**Records for this task**
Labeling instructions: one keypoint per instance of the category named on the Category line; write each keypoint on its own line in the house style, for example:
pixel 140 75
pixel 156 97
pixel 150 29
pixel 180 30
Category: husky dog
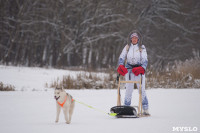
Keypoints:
pixel 64 101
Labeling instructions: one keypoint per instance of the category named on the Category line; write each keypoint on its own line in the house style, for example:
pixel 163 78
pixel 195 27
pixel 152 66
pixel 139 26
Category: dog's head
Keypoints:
pixel 59 92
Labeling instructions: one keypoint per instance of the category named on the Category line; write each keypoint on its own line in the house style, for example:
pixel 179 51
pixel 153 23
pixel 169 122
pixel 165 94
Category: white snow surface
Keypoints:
pixel 28 111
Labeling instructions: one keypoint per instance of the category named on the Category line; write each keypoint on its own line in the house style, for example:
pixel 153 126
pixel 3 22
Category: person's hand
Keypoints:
pixel 122 70
pixel 138 70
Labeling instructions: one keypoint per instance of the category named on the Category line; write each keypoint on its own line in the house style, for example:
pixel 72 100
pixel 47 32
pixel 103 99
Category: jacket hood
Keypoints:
pixel 139 35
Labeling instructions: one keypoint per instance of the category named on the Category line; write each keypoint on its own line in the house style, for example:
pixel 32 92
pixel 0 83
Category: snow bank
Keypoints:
pixel 34 111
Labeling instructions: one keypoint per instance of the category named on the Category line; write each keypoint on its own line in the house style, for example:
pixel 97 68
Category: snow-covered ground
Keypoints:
pixel 31 111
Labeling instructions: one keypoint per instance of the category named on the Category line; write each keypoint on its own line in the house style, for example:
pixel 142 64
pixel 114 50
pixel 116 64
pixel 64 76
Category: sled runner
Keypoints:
pixel 127 111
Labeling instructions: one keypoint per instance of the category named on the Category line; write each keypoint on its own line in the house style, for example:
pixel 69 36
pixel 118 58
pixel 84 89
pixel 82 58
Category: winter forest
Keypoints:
pixel 91 34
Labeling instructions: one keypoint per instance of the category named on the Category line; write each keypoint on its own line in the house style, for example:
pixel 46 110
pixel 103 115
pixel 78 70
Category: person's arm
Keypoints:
pixel 122 56
pixel 144 60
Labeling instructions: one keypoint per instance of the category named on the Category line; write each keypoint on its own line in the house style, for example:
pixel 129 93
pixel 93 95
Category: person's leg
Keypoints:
pixel 145 103
pixel 129 90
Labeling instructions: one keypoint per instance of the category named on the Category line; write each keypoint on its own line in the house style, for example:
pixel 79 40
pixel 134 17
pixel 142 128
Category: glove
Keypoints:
pixel 122 70
pixel 138 70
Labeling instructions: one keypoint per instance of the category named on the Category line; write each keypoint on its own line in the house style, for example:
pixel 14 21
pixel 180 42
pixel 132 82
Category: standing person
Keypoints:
pixel 132 64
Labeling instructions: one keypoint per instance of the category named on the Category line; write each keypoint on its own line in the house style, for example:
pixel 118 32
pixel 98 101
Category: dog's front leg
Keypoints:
pixel 58 112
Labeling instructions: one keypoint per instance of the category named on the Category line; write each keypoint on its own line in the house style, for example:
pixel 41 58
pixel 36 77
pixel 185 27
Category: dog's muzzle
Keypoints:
pixel 56 97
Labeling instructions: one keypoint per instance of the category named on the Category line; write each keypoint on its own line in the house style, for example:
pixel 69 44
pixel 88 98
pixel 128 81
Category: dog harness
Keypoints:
pixel 61 104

**Problem statement**
Each line, beginning at the one that contains "pixel 98 101" and continuing through the end of the records, must be written out exactly, first and last included.

**Expected answer**
pixel 98 101
Category: dog's front leg
Keypoints:
pixel 58 112
Labeling instructions: one keypoint per instance of the category named on the Category line; write each keypoint on its own line in the house style, for example:
pixel 41 58
pixel 36 77
pixel 185 27
Category: dog's muzzle
Keypoints:
pixel 56 97
Labeling instructions: one keypoint per instance of the category named on the Category line; write each keypoint on its own line in the house style, for example:
pixel 69 44
pixel 88 98
pixel 128 81
Category: dog harness
Keypoints:
pixel 61 104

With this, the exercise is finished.